● **AIM OF THE EXERCISE**:
Give back exactly the lines of the entries below from the line with "locate gray trousers" to the line with "locate tree silhouette", inclusive, and only those.

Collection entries
-- Opening Marker --

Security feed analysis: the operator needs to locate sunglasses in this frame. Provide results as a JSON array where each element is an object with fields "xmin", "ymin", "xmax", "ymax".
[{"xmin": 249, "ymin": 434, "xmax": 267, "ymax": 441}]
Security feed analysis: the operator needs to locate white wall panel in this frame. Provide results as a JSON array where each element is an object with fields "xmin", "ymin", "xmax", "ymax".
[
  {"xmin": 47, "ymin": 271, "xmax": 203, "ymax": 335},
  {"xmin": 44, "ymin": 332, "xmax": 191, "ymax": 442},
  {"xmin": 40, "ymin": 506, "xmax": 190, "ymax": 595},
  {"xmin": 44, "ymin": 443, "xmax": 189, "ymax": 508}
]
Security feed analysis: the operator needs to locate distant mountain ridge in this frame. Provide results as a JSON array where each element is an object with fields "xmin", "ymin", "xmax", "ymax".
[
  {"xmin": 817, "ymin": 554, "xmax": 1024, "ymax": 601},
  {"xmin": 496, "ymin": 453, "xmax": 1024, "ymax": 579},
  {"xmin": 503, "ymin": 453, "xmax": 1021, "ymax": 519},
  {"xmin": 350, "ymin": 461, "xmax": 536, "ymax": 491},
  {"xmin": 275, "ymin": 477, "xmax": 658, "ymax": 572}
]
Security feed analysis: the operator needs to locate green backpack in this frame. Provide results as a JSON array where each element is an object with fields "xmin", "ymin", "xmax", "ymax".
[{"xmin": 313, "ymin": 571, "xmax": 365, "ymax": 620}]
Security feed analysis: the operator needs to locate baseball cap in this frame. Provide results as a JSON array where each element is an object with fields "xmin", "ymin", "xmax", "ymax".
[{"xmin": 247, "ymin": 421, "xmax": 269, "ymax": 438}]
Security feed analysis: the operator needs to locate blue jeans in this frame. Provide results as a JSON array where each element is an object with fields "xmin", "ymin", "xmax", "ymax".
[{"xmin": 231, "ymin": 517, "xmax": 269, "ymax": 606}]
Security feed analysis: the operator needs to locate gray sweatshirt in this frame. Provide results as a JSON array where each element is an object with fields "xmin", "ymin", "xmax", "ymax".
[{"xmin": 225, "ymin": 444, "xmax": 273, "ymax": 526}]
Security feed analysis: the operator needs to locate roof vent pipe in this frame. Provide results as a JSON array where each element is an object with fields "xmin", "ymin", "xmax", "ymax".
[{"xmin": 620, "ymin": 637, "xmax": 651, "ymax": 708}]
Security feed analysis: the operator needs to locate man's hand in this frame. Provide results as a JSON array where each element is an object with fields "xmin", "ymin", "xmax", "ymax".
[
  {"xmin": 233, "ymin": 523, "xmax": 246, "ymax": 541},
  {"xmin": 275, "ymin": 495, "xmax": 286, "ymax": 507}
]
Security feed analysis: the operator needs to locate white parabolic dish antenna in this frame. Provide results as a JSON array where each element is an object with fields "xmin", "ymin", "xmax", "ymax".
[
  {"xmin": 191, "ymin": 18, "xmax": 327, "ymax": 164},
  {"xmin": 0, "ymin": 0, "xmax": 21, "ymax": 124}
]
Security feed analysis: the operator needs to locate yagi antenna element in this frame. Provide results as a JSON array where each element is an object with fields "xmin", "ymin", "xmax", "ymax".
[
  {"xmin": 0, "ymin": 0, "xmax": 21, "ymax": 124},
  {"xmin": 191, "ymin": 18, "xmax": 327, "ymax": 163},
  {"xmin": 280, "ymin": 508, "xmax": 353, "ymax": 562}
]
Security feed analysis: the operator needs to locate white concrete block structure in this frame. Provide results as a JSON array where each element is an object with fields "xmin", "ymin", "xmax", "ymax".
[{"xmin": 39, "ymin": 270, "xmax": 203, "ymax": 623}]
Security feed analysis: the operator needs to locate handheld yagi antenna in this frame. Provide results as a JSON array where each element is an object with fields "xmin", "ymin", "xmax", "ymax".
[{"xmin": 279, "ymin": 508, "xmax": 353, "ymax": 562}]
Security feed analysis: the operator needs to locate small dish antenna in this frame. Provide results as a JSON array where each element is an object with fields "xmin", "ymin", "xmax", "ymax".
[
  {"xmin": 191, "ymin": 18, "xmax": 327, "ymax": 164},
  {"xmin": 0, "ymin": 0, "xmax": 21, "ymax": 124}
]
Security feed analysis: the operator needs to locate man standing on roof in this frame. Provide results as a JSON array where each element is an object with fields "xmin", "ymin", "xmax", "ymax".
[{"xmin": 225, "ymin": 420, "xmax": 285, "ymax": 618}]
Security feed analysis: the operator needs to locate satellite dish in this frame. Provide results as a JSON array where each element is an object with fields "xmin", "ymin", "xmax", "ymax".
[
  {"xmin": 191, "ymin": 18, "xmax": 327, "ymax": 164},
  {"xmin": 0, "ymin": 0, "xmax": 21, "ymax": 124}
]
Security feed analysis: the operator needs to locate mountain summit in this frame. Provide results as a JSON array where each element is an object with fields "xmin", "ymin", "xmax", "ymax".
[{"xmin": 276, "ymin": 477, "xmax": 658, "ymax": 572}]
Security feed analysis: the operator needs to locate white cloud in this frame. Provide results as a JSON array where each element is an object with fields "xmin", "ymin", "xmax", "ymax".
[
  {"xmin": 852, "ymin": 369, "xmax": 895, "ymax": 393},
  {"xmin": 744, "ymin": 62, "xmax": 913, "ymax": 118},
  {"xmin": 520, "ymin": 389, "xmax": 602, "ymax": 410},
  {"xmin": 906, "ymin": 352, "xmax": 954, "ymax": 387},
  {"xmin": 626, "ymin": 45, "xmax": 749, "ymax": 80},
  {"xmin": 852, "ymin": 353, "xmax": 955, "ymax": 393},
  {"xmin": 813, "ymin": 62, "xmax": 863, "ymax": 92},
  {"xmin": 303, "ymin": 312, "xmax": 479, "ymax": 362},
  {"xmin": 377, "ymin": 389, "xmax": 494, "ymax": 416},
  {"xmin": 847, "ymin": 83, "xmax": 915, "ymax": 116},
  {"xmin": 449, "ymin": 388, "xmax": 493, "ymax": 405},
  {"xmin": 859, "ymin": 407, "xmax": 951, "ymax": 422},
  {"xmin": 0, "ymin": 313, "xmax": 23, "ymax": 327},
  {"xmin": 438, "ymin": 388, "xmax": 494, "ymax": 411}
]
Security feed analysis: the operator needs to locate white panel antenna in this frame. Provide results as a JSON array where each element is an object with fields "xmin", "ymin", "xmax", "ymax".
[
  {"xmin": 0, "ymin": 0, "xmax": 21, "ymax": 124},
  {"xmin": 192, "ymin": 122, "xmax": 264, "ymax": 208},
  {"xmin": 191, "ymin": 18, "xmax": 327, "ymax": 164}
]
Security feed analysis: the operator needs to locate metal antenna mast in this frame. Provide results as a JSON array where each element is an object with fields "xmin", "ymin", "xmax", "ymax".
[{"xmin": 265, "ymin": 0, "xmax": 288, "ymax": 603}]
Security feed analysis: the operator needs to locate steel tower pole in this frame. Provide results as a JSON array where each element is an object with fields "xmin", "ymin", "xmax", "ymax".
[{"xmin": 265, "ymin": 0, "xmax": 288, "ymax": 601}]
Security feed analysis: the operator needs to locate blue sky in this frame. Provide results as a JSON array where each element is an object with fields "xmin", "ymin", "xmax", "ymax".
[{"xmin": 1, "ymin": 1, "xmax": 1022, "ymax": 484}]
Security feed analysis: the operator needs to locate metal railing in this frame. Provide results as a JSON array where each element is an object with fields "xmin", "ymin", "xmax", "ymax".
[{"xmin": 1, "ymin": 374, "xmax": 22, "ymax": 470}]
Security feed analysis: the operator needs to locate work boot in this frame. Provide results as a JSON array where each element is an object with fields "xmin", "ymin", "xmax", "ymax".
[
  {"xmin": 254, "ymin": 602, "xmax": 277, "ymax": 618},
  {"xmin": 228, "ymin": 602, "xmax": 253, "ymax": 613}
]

-- Closing Marker --
-- Opening Marker --

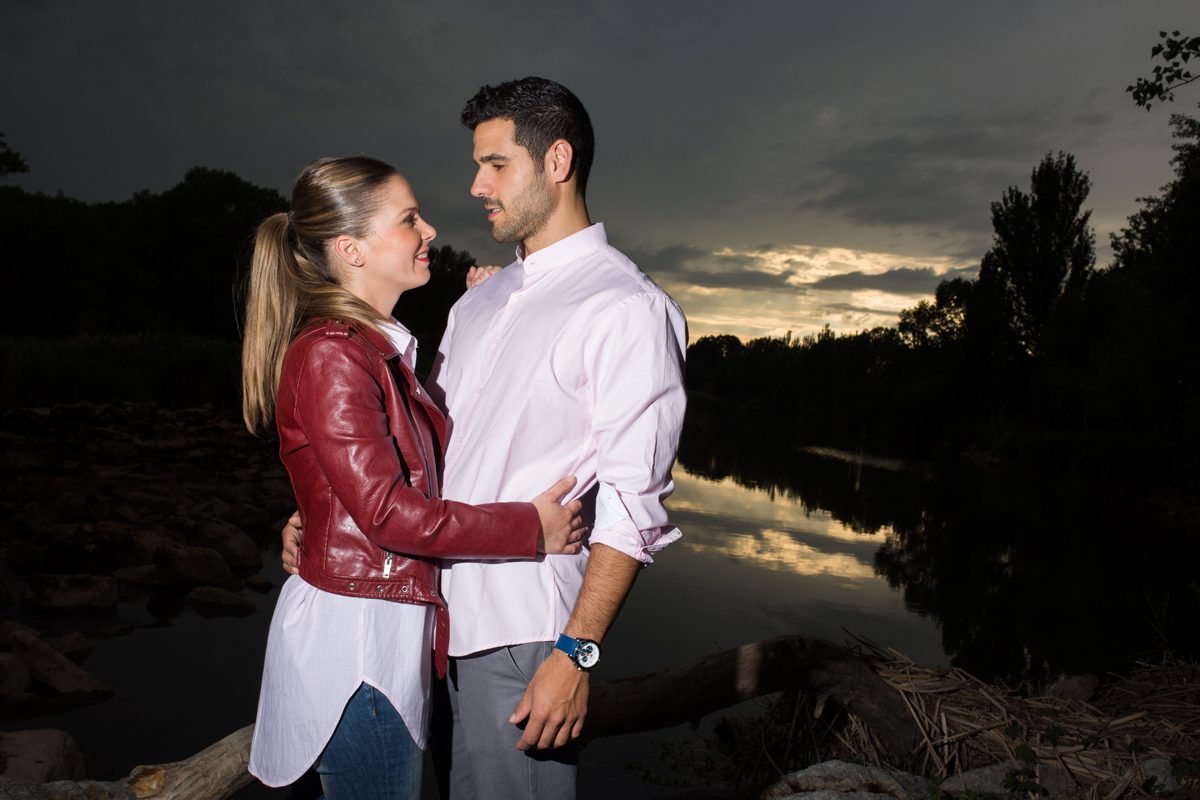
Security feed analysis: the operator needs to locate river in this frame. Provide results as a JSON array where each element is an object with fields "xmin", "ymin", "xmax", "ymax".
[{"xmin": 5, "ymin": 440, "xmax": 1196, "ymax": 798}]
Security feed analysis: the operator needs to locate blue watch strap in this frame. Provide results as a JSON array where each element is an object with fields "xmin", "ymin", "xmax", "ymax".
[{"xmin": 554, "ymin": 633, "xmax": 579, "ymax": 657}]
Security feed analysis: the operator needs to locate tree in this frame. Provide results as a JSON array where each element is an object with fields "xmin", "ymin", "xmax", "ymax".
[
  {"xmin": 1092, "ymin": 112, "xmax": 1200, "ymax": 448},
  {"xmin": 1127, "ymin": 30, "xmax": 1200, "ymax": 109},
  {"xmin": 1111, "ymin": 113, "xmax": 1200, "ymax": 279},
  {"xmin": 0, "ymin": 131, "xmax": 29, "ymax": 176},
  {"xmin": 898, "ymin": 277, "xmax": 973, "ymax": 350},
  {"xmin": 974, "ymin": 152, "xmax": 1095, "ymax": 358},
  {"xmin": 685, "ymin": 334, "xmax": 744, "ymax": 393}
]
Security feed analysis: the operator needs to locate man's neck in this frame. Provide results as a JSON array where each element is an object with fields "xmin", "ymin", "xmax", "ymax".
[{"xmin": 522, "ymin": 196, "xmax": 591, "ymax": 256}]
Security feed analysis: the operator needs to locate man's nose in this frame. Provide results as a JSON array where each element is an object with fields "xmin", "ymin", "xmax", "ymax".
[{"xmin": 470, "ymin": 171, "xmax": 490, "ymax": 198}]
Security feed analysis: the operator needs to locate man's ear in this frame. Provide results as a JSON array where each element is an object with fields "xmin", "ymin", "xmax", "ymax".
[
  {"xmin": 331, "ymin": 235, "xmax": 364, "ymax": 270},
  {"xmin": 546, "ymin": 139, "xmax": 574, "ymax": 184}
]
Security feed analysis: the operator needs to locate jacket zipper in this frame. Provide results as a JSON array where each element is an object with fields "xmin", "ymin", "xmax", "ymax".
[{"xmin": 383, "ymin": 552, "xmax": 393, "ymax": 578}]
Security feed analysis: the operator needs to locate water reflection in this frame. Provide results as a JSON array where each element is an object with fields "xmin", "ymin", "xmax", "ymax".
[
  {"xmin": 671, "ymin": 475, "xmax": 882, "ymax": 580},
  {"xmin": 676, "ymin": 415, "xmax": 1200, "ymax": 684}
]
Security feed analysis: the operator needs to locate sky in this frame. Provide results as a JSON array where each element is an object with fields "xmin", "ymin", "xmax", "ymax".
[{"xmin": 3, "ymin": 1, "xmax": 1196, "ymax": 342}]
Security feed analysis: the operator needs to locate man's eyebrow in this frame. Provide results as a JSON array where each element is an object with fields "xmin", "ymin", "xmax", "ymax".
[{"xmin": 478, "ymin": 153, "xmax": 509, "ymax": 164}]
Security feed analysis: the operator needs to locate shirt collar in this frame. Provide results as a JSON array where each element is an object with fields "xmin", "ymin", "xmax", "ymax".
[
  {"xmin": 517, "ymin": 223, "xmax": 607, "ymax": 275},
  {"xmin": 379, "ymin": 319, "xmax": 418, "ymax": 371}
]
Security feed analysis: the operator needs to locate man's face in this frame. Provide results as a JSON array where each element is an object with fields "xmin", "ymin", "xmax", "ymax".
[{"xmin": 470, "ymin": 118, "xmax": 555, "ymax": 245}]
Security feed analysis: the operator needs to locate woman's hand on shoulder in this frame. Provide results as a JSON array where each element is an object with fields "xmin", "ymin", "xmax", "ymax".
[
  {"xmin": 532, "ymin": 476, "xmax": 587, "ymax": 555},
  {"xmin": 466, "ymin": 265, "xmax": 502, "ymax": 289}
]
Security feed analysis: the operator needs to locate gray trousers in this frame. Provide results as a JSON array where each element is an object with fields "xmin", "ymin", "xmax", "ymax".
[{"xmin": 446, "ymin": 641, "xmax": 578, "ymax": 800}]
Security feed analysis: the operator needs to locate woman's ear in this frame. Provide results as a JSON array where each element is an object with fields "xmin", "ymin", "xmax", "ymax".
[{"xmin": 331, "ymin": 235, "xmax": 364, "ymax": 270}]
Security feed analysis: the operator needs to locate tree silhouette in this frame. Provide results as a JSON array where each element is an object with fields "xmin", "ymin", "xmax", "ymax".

-- Closing Marker --
-- Opening Marker --

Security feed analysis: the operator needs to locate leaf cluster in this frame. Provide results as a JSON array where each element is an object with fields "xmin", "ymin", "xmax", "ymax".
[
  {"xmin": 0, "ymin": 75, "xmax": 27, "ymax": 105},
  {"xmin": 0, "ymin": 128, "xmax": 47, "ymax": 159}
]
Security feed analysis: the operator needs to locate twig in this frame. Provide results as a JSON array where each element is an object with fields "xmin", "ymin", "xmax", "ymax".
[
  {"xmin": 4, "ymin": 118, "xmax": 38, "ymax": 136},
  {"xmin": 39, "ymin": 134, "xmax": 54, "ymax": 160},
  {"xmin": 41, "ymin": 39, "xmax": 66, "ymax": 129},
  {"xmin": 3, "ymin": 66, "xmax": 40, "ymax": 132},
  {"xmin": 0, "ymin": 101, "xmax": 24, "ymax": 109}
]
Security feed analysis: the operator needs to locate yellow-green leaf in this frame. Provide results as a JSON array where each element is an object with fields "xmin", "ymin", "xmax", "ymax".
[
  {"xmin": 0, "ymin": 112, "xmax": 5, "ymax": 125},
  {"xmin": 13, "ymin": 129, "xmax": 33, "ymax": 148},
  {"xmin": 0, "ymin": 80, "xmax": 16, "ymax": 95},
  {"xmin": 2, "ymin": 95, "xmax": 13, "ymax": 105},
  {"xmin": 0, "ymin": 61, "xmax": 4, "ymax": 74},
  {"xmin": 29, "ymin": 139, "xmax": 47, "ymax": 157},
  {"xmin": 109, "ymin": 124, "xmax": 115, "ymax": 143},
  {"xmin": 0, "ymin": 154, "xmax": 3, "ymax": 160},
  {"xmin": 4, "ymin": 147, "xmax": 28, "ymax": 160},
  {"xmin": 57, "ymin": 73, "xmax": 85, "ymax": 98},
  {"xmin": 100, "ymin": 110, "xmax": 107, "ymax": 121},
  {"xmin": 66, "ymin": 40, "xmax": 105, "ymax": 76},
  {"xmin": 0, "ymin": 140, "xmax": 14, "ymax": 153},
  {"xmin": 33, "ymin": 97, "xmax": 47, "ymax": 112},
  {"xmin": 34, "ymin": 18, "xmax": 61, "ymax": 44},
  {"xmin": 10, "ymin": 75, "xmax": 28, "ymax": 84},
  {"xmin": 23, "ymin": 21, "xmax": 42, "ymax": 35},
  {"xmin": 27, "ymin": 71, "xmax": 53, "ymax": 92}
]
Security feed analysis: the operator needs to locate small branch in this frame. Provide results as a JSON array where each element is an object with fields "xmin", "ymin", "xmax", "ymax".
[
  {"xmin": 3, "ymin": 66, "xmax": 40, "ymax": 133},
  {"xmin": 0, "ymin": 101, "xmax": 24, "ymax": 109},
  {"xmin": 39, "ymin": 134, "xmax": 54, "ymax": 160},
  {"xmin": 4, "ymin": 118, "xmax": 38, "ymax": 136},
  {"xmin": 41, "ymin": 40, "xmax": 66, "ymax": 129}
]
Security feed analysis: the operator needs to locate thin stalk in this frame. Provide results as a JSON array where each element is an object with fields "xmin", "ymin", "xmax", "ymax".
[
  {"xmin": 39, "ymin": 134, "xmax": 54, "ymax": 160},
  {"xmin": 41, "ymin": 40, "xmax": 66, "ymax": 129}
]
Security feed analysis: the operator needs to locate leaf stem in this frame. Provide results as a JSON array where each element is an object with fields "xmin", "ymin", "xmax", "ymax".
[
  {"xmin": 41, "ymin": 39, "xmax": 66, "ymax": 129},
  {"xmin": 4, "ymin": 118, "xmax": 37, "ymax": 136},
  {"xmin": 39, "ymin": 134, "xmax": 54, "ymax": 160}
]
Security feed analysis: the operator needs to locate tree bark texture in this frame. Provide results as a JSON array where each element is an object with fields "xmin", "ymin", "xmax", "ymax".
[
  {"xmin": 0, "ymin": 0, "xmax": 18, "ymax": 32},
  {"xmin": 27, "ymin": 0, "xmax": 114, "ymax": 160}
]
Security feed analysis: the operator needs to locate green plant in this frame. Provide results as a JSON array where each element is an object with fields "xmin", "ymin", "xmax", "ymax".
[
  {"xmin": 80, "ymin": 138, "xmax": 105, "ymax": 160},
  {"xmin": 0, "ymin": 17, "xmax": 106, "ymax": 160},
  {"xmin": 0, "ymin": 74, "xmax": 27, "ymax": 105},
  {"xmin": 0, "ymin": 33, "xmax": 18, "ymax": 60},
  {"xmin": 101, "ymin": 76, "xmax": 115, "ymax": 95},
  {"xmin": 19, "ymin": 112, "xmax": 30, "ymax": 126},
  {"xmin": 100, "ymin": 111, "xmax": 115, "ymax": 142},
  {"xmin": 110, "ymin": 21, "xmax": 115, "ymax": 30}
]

-- Closing Marker --

● **ANSWER TO THIS TASK**:
Security feed analysis: the operator needs to locate gray trousers in this frame. Provide results as a JSON array where each element is an object with fields "xmin", "ymin", "xmax", "ymax".
[{"xmin": 446, "ymin": 641, "xmax": 578, "ymax": 800}]
Security feed analysis: the operator needs to locate woman's ear in this frame. Provide results as a JSON array where each element is an object with fields "xmin", "ymin", "xmax", "ymax".
[{"xmin": 331, "ymin": 235, "xmax": 364, "ymax": 270}]
Security feed analysis: the operator needs to locate tree silhouette in this frame. Provide results as a JSON array where each element is an object with fields "xmin", "ymin", "xmax", "ymax".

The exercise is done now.